Direction: Extract each line of the items below that contains the word "jaguar". Case counts, so match uppercase and lowercase letters exactly.

+++++

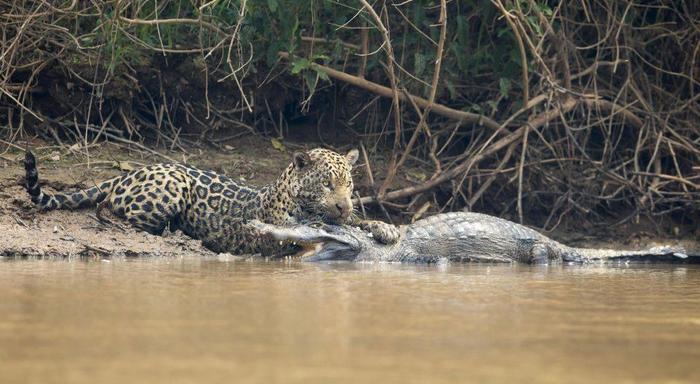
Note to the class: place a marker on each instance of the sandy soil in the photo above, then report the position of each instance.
(25, 232)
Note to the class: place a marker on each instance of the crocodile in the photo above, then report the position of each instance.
(454, 237)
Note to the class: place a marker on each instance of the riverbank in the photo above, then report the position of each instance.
(25, 232)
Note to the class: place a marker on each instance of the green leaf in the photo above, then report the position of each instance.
(299, 64)
(272, 4)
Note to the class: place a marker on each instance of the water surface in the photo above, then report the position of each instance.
(221, 320)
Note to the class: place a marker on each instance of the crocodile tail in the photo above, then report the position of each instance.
(586, 254)
(49, 201)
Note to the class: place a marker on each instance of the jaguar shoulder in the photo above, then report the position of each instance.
(317, 185)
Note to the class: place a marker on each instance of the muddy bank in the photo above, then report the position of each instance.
(26, 232)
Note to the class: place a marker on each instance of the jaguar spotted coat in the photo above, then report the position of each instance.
(317, 185)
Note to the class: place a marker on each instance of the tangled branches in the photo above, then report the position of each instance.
(575, 109)
(605, 115)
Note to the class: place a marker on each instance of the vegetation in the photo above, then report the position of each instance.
(576, 109)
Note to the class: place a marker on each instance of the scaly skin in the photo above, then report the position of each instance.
(455, 236)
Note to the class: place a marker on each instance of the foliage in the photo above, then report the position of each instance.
(618, 119)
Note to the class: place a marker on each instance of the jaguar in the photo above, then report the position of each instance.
(316, 186)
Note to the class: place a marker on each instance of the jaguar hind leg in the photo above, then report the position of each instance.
(150, 200)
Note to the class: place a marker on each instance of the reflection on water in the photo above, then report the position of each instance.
(195, 320)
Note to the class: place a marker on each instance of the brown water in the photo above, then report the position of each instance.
(194, 320)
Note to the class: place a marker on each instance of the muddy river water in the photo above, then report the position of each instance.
(230, 321)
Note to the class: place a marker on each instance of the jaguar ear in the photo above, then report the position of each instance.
(301, 160)
(352, 156)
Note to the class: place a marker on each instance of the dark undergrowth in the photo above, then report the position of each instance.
(583, 113)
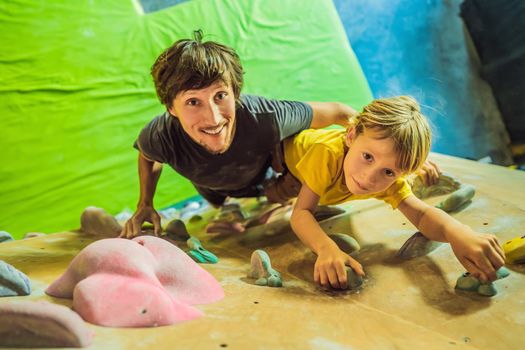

+++++

Finished task:
Note to the class: place a marker on each instance of the jaguar shoulder in the photo above, then report the position of each instance.
Note to the class: place a marker on each instance of the jaguar spotted coat in the photo above, then report the position of each instance.
Note to the class: place a marker on each instance of the jaguar in the photo above, then report the position of each instance.
Note to the class: place a marker on each instance of the jaguar hind leg in the photo above, then report the position of each instance.
Note to the class: place a marker on each instance of the jaguar ear in the photo above, then report the position of each instance.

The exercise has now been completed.